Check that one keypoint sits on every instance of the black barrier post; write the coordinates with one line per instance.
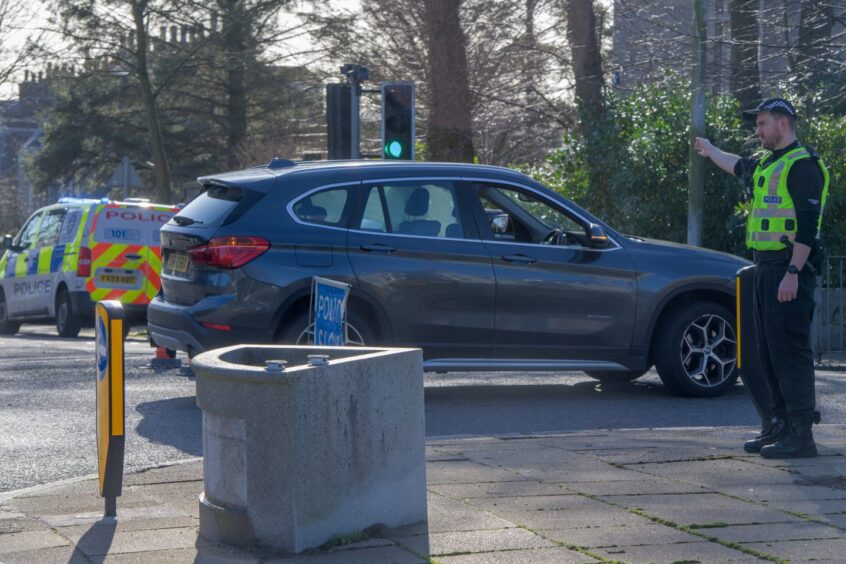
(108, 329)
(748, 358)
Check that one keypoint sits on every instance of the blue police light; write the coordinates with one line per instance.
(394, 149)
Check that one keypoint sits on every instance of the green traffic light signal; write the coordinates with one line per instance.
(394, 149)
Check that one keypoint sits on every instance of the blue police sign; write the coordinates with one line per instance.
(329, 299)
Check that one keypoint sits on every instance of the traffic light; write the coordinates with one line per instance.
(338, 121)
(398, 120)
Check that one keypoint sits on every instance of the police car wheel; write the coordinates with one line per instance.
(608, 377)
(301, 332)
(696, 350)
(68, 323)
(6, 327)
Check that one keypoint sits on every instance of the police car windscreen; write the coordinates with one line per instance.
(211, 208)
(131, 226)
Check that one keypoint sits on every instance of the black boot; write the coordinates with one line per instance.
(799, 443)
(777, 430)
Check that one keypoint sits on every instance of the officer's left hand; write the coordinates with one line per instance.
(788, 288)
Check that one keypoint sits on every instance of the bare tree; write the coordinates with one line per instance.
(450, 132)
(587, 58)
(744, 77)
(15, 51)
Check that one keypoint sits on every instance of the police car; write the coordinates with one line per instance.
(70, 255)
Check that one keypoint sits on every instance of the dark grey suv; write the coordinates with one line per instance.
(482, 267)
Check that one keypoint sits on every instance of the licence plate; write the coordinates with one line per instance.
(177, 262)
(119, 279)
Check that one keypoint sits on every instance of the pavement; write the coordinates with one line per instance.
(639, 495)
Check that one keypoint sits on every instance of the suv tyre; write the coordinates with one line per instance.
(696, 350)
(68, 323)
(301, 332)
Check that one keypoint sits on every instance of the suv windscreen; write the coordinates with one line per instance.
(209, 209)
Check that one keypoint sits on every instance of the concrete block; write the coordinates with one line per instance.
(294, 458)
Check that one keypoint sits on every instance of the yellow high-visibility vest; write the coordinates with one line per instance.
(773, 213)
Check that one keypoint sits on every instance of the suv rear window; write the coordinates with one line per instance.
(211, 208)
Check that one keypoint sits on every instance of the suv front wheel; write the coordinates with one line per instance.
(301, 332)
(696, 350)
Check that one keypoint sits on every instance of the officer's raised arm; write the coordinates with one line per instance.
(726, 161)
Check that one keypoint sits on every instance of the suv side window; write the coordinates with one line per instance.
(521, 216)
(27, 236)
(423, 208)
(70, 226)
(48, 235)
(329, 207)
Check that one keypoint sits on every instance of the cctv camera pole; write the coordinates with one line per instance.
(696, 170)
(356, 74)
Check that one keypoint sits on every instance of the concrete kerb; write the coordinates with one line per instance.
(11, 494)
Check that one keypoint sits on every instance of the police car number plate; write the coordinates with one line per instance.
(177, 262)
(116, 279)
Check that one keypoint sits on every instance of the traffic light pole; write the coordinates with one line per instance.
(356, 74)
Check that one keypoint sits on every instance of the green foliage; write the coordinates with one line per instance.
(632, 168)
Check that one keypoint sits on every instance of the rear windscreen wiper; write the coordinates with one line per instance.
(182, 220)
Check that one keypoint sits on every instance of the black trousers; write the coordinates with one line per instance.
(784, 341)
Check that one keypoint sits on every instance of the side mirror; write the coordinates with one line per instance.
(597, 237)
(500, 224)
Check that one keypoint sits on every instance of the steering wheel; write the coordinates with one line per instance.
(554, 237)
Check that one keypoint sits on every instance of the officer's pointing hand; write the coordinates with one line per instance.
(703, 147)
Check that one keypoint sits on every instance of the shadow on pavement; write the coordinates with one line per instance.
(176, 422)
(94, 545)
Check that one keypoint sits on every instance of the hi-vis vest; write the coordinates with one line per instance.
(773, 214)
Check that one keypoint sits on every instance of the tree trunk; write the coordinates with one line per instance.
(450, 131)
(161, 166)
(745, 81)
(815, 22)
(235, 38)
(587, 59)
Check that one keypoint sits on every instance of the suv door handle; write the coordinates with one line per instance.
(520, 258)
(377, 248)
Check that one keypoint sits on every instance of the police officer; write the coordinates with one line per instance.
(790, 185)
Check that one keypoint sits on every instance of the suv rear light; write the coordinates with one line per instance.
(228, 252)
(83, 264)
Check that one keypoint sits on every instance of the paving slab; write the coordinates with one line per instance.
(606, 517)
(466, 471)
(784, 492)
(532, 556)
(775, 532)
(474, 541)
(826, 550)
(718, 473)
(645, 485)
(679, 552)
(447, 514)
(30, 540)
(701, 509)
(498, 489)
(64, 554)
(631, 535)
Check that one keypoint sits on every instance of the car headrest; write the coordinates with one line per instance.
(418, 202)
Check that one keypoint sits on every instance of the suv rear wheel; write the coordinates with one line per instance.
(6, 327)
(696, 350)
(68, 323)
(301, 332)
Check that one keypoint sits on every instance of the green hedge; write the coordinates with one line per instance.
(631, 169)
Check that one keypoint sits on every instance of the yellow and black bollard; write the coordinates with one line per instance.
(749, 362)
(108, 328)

+--

» **YOUR TASK**
Arrange the listing from the line holding "the yellow and" through the end of the listing as a two-column CSV with the header columns text and keypoints. Give one row per item, with its text and its answer each in a single quoted field and any line breaks replaced by spaces.

» **SOLUTION TO THIS EXERCISE**
text,keypoints
"Check that one keypoint sits on every instance of the yellow and black bollard; write the coordinates with one line per instance.","(749, 362) (108, 328)"